WRITTEN PROBLEM 1: In the listing, rewrite as a numbered list the lines starting with the one containing "target: dark green hillside" and going on through the one containing "139L4 138L4 93L0", leaving out blank lines.

TEXT SHOWN:
------------------------------------------------------------
And so apparently my writing was so bad I was (to my knowledge) the only person in my year not to get one.
While i got over that quickly, two years later in year 6 one of my friends showed me that he had found my pen license, my first though was "wow it took me that long?"

Then he told me that he had found a whole tray full of them which the school a photo copied and used for scrap paper!

*sigh* what about you escapists?

That time when I burned down an orphanage for sick kittens springs to mind, though it was definitely worth it.

not quite the same but when I geniunily think somthing is good..but then the majority of people dont like it..make me question my own judgment

like for example when people say games mostly have terrible stoies..Ive thourght the stores of alot of games were great....

..so I must really now know what a good story is :/

the fact i still don't know how to read an Analog Clock or know weights and heights.

All those times when I think "You know what would be sorta quikry funny? If I said _____".

And then half a second later I think "Oh, fuck, that'd be horrible. I could have conceivably said something embarassing I'd have to apologise for possibly in the next things minutes maybe, and it'd be the worst thing ever!" and it somehow haunts me much worse than anything else.

It seems as though the better I think I've done on a paper, the lower the grade. The ones I think sucked are the ones I get high marks on. It definitely keeps me off balance!

When I say something I think is funny and am met with stony silence.

Especially bad when you say it to a reasonably sized group of people.

Pretty much when ever we had Football lesson in PE but yet again unlike my classmate I have no passion for Footbal what so ever. I was bad at kicking, tackling and being the goal keeper.
I hated Football so much that when we were into Football again several months later, I got my mum to fake a excuse letter that my toes was acting up again (this was after my ingrowing toenail was fixed but I still had some minor problems).

Ickorus:
When I say something I think is funny and am met with stony silence.

Especially bad when you say it to a reasonably sized group of people.

This. This a million times. Especially when you're supposed to be the crazy/funny member of your friends. They're always expecting you to deliver.

Whitbane:

Ickorus:
When I say something I think is funny and am met with stony silence.
------------------------------------------------------------
[Outline annotation listing]
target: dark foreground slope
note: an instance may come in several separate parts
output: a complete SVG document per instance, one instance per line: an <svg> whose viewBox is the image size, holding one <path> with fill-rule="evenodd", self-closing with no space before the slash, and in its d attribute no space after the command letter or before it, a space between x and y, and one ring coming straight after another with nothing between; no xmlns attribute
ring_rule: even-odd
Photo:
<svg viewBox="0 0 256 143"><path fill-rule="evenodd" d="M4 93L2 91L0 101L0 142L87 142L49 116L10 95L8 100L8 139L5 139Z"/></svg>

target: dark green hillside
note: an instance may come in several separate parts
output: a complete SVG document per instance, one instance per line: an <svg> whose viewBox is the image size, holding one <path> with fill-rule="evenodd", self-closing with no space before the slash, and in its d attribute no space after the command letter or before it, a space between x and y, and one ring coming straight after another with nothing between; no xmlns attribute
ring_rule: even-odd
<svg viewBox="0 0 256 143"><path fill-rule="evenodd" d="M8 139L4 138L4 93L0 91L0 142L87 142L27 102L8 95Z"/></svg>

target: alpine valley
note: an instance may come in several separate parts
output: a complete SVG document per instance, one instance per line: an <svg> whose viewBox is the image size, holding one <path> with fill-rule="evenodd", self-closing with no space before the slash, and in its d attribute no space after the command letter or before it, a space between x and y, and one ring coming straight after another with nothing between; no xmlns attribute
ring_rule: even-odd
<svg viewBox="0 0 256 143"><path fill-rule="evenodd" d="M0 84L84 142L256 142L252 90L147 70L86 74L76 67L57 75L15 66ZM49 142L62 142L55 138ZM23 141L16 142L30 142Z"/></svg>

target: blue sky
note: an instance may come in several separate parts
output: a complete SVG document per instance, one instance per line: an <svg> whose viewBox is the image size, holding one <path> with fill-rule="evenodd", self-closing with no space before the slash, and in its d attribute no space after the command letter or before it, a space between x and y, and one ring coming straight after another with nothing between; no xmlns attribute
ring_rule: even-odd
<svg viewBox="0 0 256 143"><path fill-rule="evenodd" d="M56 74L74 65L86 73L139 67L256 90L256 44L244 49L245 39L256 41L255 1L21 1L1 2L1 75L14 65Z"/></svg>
------------------------------------------------------------
WRITTEN PROBLEM 2: Print the passage of the forum posts about embarrassing moments starting with "Then he told" and going on through "games were great....".

RESULT 1:
1. target: dark green hillside
2. note: an instance may come in several separate parts
3. output: a complete SVG document per instance, one instance per line: an <svg> whose viewBox is the image size, holding one <path> with fill-rule="evenodd", self-closing with no space before the slash, and in its d attribute no space after the command letter or before it, a space between x and y, and one ring coming straight after another with nothing between; no xmlns attribute
4. ring_rule: even-odd
5. <svg viewBox="0 0 256 143"><path fill-rule="evenodd" d="M8 139L4 138L4 93L0 91L0 142L87 142L27 102L8 95Z"/></svg>

RESULT 2:
Then he told me that he had found a whole tray full of them which the school a photo copied and used for scrap paper!

*sigh* what about you escapists?

That time when I burned down an orphanage for sick kittens springs to mind, though it was definitely worth it.

not quite the same but when I geniunily think somthing is good..but then the majority of people dont like it..make me question my own judgment

like for example when people say games mostly have terrible stoies..Ive thourght the stores of alot of games were great....